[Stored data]
****************************************

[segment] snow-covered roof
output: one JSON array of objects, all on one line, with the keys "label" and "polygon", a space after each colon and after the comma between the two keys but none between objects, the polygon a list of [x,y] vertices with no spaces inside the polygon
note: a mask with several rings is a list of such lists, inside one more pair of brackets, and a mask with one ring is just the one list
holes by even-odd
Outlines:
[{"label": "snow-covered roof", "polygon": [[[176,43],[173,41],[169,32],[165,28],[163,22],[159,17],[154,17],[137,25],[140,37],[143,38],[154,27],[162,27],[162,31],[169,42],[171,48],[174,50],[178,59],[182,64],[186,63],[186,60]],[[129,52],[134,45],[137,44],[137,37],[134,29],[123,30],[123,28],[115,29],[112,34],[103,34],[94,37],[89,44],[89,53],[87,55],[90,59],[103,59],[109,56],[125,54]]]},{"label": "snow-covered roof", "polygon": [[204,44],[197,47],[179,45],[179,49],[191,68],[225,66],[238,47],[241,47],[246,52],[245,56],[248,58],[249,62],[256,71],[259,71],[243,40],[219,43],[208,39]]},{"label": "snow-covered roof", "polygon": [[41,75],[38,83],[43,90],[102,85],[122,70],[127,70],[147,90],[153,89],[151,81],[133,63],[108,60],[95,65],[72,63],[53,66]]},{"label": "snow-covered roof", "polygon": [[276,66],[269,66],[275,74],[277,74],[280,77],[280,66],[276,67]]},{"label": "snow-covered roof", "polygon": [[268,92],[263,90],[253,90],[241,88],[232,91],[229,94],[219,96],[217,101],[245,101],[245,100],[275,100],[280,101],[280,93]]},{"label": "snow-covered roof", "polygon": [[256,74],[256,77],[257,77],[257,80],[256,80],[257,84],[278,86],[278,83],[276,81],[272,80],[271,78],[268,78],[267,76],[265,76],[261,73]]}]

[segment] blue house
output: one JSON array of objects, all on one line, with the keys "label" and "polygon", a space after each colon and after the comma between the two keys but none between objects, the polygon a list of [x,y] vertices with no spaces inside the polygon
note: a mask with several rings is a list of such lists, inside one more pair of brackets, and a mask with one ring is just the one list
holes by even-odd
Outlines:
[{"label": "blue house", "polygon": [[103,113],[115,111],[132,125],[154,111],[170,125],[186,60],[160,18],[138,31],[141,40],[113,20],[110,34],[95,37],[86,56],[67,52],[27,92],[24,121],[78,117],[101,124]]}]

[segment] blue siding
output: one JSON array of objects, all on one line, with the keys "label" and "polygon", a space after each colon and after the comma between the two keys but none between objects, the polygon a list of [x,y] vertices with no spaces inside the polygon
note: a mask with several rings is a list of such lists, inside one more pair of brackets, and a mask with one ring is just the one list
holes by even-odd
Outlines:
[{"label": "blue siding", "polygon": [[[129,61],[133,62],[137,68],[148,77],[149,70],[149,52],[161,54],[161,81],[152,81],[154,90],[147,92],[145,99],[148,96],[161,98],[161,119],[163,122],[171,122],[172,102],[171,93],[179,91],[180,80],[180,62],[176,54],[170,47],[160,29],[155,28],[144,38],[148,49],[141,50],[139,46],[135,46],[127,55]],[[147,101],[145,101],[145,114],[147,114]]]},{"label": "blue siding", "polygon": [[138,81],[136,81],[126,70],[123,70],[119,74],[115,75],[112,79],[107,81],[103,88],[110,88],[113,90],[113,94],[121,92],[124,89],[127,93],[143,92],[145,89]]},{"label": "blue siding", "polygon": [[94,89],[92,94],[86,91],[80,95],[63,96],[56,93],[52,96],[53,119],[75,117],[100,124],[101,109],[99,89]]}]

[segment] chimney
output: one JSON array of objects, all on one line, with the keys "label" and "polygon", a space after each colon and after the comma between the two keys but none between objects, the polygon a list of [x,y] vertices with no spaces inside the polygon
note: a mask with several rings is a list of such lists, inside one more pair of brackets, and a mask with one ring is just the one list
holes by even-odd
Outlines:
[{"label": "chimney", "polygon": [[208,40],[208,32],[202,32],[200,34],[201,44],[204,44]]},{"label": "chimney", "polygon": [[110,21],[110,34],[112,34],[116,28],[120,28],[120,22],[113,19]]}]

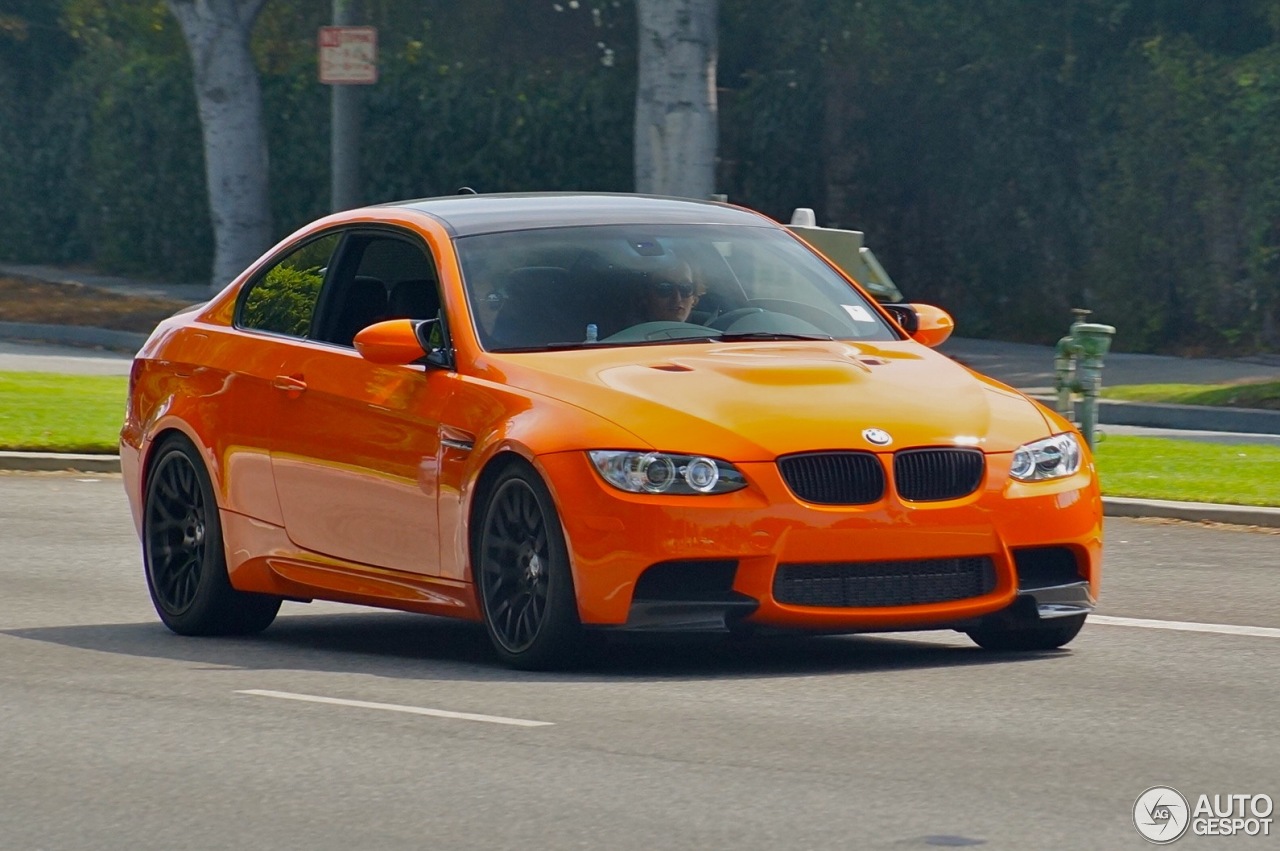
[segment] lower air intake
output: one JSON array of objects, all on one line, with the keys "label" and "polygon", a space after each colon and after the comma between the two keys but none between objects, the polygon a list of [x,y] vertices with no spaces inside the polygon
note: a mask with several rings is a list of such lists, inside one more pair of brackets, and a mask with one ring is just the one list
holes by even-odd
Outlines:
[{"label": "lower air intake", "polygon": [[995,565],[985,556],[782,564],[773,598],[791,606],[883,608],[967,600],[995,587]]}]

****************************************

#### [Action item]
Omit the pictures and reproduce the records above exactly.

#### [Task answer]
[segment] snow-covered roof
output: one JSON array of objects, all on one line, with the keys "label" and "polygon", a space after each colon and after the comma between the two keys but none between objects, the polygon a list of [x,y] vertices with no spaces inside the polygon
note: a mask with several rings is a list of such lists, inside one more pair of brackets, and a mask with one ring is just the one list
holes by even-odd
Outlines:
[{"label": "snow-covered roof", "polygon": [[[176,43],[173,41],[169,32],[165,28],[163,22],[159,17],[154,17],[137,25],[140,37],[143,38],[154,27],[162,27],[162,31],[169,42],[171,48],[174,50],[178,59],[182,64],[186,63],[186,60]],[[129,52],[134,45],[137,44],[137,37],[134,29],[123,30],[123,28],[115,29],[112,34],[103,34],[94,37],[89,44],[89,53],[87,55],[90,59],[103,59],[109,56],[125,54]]]},{"label": "snow-covered roof", "polygon": [[204,44],[197,47],[179,45],[179,49],[191,68],[225,66],[238,47],[241,47],[246,52],[245,56],[248,58],[249,62],[256,71],[259,71],[243,40],[219,43],[208,39]]},{"label": "snow-covered roof", "polygon": [[41,75],[38,83],[43,90],[102,85],[122,70],[127,70],[147,90],[153,89],[151,81],[133,63],[108,60],[95,65],[72,63],[53,66]]},{"label": "snow-covered roof", "polygon": [[276,66],[269,66],[275,74],[277,74],[280,77],[280,66],[276,67]]},{"label": "snow-covered roof", "polygon": [[268,92],[263,90],[253,90],[241,88],[232,91],[229,94],[219,96],[217,101],[245,101],[245,100],[275,100],[280,101],[280,93]]},{"label": "snow-covered roof", "polygon": [[256,74],[256,77],[257,77],[257,80],[256,80],[257,84],[278,86],[278,83],[276,81],[272,80],[271,78],[268,78],[267,76],[265,76],[261,73]]}]

[segment] blue house
output: one JSON array of objects, all on one line, with the keys "label" and "polygon", a space after each colon and after the comma between the two keys but none between objects, the polygon a list of [x,y] vertices with no spaces inside the polygon
note: a mask with several rings is a list of such lists, inside one more pair of brackets, and a mask with one ring is just the one list
holes by even-odd
Outlines:
[{"label": "blue house", "polygon": [[103,113],[115,111],[132,125],[154,111],[170,125],[186,60],[160,18],[138,31],[141,40],[113,20],[110,34],[95,37],[86,56],[67,52],[27,92],[24,121],[78,117],[101,124]]}]

[segment] blue siding
output: one JSON array of objects, all on one line, with the keys "label" and "polygon", a space after each colon and after the comma between the two keys but none between objects, the polygon a list of [x,y] vertices with no spaces inside the polygon
note: a mask with several rings is a list of such lists, inside one more pair of brackets, and a mask with one ring is just the one list
holes by even-odd
Outlines:
[{"label": "blue siding", "polygon": [[[129,61],[133,62],[137,68],[148,77],[149,70],[149,52],[161,54],[161,81],[152,81],[154,90],[147,92],[145,99],[148,96],[161,98],[161,119],[163,122],[171,122],[172,102],[171,93],[179,91],[180,80],[180,62],[176,54],[170,47],[160,29],[155,28],[144,38],[148,49],[141,50],[139,46],[135,46],[127,55]],[[147,101],[145,101],[145,114],[147,114]]]},{"label": "blue siding", "polygon": [[138,81],[136,81],[126,70],[123,70],[119,74],[115,75],[112,79],[107,81],[103,88],[110,88],[113,90],[113,94],[121,92],[124,89],[127,93],[143,92],[145,89]]},{"label": "blue siding", "polygon": [[94,89],[92,94],[86,91],[80,95],[63,96],[56,93],[52,96],[53,119],[75,117],[100,124],[101,109],[99,89]]}]

[segment] chimney
output: one JSON array of objects, all on one line, with the keys "label" and "polygon", a space after each colon and after the comma between the two keys but none between objects, the polygon a list of [x,y] vertices with no spaces inside the polygon
note: a mask with several rings is a list of such lists, inside one more pair of brackets, and a mask with one ring is just the one list
holes by even-odd
Outlines:
[{"label": "chimney", "polygon": [[208,40],[208,32],[202,32],[200,34],[201,44],[204,44]]},{"label": "chimney", "polygon": [[110,21],[110,34],[112,34],[116,28],[120,28],[120,22],[113,19]]}]

[segment] lower air intake
output: one JSON array of objects, all on one line, with the keys "label" and "polygon", a space after each colon and after the comma between the two keys but none between objects, the polygon a list of [x,y] vertices with no spaces inside the polygon
note: a mask with several rings is a list of such lists, inside one more pair of brackets, and a mask with one ring is just the one list
holes by even-odd
Outlines:
[{"label": "lower air intake", "polygon": [[995,565],[985,556],[782,564],[773,598],[791,606],[883,608],[967,600],[995,587]]}]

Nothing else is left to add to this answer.